Location identification records:
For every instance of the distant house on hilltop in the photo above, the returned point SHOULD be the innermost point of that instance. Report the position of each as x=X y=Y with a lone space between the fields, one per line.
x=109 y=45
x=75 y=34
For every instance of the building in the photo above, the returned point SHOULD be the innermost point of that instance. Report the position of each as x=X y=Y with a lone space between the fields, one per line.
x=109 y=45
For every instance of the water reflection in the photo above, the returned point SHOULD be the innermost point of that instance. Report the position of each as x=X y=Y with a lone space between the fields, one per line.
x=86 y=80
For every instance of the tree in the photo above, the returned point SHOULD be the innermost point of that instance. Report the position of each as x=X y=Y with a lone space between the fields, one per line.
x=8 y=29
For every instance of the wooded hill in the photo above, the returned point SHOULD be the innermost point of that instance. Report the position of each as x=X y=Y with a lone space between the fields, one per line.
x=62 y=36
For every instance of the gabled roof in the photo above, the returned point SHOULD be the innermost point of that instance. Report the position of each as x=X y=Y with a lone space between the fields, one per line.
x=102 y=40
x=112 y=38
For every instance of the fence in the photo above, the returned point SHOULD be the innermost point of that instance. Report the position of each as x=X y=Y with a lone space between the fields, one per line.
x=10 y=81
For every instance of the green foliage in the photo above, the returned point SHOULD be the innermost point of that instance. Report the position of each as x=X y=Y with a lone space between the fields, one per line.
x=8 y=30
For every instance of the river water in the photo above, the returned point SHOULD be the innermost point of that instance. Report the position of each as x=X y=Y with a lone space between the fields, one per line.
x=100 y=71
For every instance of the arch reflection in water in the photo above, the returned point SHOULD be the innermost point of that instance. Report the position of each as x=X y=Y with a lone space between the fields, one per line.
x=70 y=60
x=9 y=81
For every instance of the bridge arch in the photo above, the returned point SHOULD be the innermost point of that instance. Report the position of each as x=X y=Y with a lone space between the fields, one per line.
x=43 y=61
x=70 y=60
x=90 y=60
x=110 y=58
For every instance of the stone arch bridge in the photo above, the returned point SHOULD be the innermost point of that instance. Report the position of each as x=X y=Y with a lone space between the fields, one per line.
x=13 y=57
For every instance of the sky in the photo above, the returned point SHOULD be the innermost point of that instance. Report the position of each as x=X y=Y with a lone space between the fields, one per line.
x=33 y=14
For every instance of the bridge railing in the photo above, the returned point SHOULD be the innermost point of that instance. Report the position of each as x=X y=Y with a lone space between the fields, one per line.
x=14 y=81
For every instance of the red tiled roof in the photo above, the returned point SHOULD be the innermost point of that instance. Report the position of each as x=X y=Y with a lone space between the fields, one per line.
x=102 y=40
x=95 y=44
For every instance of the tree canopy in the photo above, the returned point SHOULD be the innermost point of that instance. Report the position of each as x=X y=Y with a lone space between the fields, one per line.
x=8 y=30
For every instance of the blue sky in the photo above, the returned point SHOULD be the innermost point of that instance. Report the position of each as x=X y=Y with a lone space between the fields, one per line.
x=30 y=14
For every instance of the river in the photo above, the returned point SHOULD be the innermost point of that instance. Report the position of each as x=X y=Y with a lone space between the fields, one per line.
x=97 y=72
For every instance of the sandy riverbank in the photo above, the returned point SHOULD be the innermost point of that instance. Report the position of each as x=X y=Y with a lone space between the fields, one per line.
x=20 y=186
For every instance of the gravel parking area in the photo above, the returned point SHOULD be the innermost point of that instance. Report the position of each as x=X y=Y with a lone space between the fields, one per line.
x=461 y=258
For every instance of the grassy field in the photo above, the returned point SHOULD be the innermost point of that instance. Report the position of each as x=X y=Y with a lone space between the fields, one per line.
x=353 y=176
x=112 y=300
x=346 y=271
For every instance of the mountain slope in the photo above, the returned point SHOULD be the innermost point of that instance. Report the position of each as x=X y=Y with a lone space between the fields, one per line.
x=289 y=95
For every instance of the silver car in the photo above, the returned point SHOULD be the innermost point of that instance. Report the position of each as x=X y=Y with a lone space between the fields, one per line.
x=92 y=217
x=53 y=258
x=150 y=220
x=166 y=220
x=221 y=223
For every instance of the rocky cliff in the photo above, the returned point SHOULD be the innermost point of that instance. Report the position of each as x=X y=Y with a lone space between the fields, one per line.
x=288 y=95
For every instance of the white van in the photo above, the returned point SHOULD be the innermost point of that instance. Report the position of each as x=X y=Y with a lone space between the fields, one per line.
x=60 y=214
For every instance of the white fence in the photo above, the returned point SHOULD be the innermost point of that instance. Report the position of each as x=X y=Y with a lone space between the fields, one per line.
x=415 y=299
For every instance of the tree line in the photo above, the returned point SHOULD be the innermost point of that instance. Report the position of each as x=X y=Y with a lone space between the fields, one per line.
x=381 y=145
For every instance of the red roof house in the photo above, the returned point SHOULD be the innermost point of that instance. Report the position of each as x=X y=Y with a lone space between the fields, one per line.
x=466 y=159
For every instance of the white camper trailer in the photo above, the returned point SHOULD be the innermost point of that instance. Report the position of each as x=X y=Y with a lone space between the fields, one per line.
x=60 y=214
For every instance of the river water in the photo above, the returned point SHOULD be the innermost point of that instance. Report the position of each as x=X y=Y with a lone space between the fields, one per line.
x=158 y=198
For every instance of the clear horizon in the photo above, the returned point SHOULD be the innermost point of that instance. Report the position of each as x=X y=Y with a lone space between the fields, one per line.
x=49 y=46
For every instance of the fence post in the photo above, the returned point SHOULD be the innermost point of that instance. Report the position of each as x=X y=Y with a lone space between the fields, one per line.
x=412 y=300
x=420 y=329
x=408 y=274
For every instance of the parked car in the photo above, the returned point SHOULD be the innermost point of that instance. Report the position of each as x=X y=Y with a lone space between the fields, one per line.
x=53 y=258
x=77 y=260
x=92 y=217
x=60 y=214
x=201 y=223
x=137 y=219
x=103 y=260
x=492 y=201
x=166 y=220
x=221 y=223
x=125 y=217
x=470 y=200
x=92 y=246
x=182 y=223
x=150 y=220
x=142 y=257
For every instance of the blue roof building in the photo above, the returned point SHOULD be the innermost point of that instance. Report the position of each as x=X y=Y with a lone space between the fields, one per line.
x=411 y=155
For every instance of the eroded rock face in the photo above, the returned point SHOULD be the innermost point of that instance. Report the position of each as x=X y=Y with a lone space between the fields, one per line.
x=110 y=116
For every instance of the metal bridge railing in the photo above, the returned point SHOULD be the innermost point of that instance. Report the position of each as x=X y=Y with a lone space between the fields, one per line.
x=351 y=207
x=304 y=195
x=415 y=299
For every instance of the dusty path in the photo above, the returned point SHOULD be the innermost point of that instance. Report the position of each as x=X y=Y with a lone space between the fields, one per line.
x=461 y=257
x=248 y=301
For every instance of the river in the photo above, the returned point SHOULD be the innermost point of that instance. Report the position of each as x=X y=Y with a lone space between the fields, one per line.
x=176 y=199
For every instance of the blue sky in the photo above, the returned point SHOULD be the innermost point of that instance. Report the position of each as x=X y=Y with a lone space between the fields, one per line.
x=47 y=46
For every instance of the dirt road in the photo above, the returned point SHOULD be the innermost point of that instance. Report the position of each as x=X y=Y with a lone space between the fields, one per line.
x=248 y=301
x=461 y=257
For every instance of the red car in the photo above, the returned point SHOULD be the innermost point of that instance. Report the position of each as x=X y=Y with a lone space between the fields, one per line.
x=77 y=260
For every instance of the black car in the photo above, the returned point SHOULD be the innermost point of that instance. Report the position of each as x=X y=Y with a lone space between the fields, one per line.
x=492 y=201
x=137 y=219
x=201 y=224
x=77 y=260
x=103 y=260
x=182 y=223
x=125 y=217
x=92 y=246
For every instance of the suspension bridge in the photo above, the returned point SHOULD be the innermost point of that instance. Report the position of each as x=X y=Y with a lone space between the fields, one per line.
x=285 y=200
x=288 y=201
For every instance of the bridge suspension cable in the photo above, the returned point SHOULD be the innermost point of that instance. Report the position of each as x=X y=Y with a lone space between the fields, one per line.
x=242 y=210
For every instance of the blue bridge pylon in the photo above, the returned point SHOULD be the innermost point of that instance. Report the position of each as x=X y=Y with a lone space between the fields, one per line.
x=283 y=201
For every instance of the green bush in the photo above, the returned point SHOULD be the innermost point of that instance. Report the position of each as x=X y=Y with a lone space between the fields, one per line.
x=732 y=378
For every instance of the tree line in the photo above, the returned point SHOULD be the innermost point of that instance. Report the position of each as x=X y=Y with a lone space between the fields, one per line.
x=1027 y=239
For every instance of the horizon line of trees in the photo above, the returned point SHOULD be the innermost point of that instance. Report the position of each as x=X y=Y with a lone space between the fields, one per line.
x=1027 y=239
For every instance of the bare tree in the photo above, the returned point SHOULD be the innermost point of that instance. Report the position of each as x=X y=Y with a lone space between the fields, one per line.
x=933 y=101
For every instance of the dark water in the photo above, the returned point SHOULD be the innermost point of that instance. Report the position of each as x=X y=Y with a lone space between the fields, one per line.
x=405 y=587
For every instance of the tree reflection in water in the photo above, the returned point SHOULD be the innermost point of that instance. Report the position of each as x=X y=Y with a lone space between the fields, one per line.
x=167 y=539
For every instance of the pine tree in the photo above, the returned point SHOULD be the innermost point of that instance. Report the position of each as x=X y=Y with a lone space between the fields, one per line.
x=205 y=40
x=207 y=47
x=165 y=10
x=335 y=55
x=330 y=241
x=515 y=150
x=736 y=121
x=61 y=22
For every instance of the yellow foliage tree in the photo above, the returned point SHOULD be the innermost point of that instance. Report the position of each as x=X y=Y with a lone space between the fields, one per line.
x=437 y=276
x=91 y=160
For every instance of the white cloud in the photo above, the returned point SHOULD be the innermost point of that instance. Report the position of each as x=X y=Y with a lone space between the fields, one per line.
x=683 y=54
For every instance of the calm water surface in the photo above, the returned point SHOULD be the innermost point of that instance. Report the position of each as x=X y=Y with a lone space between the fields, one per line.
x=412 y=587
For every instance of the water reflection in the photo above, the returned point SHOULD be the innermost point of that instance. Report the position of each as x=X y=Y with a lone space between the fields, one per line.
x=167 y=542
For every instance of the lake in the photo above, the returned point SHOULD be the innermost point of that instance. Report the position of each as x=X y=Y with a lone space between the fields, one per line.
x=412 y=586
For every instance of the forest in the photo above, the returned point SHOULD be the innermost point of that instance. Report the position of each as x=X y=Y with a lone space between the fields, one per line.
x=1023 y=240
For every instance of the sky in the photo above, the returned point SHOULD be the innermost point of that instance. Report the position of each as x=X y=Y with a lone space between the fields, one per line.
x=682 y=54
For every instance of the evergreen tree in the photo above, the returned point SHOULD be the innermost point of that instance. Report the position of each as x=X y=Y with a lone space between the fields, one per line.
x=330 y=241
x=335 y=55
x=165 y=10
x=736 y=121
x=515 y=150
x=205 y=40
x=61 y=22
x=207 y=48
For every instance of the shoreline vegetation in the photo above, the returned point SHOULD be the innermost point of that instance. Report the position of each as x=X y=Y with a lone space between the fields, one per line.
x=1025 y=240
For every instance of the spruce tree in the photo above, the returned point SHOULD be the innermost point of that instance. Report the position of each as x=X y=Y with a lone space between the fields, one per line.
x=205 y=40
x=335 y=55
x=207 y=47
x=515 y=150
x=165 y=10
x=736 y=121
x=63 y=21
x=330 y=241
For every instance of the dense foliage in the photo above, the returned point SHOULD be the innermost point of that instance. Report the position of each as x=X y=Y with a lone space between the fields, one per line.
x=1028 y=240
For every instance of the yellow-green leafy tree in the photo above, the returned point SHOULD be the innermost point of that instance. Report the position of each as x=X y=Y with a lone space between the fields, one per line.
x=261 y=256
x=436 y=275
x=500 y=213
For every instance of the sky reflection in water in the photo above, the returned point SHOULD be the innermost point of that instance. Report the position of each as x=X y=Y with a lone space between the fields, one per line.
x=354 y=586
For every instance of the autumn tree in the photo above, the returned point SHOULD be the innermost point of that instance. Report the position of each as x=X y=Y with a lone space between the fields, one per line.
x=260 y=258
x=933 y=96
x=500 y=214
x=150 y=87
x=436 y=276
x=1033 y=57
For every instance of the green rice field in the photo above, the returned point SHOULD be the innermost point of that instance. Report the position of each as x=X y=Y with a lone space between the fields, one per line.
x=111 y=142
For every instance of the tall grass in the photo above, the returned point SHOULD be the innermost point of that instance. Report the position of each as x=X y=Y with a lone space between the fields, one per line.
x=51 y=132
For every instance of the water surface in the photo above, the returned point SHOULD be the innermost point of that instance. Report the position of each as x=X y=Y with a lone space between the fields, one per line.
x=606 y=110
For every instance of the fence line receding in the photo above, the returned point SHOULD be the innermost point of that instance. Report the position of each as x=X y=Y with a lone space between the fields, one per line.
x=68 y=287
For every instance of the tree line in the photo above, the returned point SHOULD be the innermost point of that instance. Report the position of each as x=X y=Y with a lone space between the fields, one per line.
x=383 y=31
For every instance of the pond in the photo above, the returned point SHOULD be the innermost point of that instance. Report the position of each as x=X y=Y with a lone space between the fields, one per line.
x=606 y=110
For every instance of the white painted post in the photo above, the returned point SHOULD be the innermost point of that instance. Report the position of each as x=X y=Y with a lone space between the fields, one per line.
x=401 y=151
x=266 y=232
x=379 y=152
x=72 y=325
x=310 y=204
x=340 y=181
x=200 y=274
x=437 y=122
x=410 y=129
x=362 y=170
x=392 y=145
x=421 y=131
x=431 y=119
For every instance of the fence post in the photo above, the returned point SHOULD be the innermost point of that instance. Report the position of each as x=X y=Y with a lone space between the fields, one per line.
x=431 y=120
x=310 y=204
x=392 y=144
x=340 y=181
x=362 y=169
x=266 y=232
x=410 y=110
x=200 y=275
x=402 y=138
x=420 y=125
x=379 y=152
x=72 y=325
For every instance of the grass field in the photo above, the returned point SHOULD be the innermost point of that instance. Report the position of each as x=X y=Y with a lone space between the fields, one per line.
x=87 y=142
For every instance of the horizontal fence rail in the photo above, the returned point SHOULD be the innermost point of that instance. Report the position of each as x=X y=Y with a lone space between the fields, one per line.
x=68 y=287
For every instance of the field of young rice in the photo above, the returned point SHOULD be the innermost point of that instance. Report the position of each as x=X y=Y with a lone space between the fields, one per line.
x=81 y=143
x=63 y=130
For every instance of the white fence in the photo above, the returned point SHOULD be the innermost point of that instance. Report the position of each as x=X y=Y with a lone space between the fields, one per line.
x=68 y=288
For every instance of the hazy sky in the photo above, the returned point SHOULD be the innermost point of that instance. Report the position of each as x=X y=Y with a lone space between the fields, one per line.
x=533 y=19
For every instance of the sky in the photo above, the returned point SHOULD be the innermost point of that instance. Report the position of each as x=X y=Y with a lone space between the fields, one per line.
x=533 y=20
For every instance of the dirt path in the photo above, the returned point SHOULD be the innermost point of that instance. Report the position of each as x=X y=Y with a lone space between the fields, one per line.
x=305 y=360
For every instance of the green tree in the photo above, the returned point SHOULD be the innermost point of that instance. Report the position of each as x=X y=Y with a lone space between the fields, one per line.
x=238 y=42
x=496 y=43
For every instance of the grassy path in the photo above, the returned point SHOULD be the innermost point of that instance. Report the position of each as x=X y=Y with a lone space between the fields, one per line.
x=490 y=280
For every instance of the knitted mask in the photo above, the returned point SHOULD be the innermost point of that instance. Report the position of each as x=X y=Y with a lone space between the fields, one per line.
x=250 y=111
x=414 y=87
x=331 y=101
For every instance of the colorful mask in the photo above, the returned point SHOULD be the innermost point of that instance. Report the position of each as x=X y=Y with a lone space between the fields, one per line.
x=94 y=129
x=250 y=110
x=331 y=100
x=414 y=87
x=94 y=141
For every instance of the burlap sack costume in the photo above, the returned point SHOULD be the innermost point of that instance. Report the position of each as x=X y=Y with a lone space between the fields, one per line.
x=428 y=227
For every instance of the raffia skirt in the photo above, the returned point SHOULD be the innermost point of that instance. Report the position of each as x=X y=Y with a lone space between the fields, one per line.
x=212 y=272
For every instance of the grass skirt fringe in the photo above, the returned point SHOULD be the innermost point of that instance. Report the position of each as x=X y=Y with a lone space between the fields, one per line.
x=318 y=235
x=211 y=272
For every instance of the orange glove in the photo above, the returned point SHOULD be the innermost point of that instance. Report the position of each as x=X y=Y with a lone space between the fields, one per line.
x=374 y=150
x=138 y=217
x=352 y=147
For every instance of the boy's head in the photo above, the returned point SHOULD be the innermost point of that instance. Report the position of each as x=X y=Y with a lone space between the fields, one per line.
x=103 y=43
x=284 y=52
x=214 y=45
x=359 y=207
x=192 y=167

What you have to do:
Present the lines of the records above as a Markdown table with the columns Row and Line, starting with the line containing "For every instance of the black" and going on through the line containing "x=242 y=210". Put each line's number in Row and the line in Line, and omit any blank lines.

Response:
| Row | Line |
|---|---|
| 1 | For every instance of the black car in the photo above, the returned point SHOULD be the innermost point of that instance. Report the position of each as x=X y=Y with a lone space between the fields, one per line. |
| 2 | x=492 y=201 |
| 3 | x=137 y=219 |
| 4 | x=201 y=224 |
| 5 | x=77 y=260 |
| 6 | x=103 y=260 |
| 7 | x=182 y=223 |
| 8 | x=125 y=217 |
| 9 | x=92 y=246 |
| 10 | For every instance of the suspension bridge in the photo above, the returned point SHOULD be the innermost point of that instance. Report the position of each as x=X y=Y with a lone space between the fields, one per line. |
| 11 | x=285 y=200 |
| 12 | x=288 y=201 |
| 13 | For every instance of the bridge suspension cable in the photo above, the returned point SHOULD be the innermost point of that instance. Report the position of each as x=X y=Y with a lone space between the fields, one per line. |
| 14 | x=242 y=210 |